→ **Records for the exercise**:
#####

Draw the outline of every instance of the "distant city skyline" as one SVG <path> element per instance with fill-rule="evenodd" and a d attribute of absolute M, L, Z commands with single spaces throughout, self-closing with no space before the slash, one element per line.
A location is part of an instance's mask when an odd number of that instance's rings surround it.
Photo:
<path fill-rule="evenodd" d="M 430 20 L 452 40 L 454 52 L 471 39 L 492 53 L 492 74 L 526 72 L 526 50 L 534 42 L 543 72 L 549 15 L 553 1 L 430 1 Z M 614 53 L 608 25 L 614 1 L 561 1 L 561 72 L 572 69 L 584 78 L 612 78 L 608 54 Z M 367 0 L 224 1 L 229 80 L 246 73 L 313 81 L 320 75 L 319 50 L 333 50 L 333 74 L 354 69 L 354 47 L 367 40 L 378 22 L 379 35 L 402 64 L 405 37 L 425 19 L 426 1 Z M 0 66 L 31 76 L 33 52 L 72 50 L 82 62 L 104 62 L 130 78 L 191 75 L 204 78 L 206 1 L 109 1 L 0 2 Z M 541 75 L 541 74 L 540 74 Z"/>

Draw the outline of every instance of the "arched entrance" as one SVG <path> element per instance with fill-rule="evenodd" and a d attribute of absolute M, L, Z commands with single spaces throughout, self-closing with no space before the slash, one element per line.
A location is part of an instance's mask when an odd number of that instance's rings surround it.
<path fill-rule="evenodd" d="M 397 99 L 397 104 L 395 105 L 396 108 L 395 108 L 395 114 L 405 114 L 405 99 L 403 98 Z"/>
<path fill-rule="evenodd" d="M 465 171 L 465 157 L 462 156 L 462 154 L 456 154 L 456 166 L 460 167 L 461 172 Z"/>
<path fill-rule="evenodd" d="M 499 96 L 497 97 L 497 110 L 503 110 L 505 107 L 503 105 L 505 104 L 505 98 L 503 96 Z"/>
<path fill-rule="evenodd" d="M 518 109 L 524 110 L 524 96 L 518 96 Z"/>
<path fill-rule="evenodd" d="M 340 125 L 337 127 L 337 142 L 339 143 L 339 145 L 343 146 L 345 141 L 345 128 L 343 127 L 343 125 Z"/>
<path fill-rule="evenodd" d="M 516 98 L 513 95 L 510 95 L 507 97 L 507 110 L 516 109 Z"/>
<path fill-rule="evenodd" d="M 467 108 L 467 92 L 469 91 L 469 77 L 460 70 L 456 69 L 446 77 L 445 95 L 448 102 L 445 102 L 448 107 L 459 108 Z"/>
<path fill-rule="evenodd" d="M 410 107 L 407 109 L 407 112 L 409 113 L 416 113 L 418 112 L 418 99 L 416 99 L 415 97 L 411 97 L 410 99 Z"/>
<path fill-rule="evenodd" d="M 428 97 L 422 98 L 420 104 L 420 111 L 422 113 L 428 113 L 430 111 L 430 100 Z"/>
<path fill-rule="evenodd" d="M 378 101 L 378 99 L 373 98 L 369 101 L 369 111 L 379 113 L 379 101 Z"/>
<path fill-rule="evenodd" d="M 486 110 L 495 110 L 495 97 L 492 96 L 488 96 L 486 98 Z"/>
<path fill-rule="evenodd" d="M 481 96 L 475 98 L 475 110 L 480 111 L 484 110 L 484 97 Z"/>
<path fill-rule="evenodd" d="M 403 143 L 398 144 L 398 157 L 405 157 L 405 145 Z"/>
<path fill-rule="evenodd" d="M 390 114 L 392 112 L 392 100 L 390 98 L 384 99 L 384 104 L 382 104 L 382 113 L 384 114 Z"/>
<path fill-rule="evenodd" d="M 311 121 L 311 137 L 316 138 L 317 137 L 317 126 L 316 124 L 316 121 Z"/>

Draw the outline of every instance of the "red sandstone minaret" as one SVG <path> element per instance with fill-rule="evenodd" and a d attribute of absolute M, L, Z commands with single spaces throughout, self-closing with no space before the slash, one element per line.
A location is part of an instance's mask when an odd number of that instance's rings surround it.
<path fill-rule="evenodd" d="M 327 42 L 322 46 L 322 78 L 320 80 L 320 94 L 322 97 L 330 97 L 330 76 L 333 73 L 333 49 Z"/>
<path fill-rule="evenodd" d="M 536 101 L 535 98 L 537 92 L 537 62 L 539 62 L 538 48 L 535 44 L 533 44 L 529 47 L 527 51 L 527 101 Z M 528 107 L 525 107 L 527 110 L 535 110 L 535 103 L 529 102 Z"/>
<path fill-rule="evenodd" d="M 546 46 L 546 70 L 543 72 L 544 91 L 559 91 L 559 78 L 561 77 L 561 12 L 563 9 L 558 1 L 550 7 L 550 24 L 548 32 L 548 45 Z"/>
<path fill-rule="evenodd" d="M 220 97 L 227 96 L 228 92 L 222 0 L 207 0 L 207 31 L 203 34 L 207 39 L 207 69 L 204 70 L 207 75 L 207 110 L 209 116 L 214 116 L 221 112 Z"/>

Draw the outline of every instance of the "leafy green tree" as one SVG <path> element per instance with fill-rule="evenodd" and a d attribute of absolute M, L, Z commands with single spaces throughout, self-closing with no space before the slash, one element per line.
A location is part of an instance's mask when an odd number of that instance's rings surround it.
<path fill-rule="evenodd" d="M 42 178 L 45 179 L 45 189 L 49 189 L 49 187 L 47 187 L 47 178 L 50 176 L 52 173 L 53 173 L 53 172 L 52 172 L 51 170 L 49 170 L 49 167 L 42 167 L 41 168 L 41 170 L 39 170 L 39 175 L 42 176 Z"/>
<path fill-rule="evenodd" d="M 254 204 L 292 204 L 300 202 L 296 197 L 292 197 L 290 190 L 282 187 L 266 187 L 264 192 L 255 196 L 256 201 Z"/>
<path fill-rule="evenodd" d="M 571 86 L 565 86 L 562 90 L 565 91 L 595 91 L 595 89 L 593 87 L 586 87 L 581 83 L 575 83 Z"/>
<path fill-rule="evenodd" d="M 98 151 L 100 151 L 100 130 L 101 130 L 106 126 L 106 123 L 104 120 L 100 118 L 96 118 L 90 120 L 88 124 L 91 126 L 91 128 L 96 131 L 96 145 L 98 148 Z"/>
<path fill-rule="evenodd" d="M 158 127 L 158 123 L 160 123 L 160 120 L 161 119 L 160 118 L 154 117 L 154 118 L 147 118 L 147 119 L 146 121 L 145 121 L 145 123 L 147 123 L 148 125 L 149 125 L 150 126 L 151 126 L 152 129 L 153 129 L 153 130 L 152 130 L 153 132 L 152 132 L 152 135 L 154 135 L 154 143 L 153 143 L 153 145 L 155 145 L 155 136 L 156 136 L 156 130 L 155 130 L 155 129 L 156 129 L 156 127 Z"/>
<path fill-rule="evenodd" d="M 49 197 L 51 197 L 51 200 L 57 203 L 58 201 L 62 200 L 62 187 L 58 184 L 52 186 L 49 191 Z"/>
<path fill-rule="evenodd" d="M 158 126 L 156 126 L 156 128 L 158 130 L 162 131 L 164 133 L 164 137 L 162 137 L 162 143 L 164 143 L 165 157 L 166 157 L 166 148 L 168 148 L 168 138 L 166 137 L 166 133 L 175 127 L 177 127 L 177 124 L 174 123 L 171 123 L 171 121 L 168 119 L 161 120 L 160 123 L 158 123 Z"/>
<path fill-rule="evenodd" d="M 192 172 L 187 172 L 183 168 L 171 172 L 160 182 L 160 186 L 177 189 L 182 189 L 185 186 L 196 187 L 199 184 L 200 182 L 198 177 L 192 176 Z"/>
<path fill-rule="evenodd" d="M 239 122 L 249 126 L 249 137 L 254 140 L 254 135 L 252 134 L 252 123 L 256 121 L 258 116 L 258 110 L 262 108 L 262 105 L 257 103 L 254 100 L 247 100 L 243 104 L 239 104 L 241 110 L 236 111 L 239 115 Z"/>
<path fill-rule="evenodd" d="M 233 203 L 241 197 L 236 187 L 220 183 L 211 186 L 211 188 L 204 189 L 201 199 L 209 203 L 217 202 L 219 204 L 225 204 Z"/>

#####

→ **Exercise directions**: Find every line in the entries above that contains the string "entrance", and copy each of those lines.

→ **Solution for this problem**:
Draw the outline of every instance of the "arched entrance" as one SVG <path> element per instance with fill-rule="evenodd" and a d attribute of absolute M, L, Z commands with single spaces throughout, self-closing with no space before the slash, one element per line.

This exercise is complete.